§ **Exercise description**:
Reproduce every line of the entries below verbatim, keeping each character unchanged.

§ **Dataset records**:
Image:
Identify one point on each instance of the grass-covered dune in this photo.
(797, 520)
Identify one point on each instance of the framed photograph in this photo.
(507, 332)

§ **Problem solution**:
Image:
Identify one point on each instance of the grass-covered dune in this photo.
(797, 520)
Identify one point on each instance of the framed photograph in this photo.
(507, 332)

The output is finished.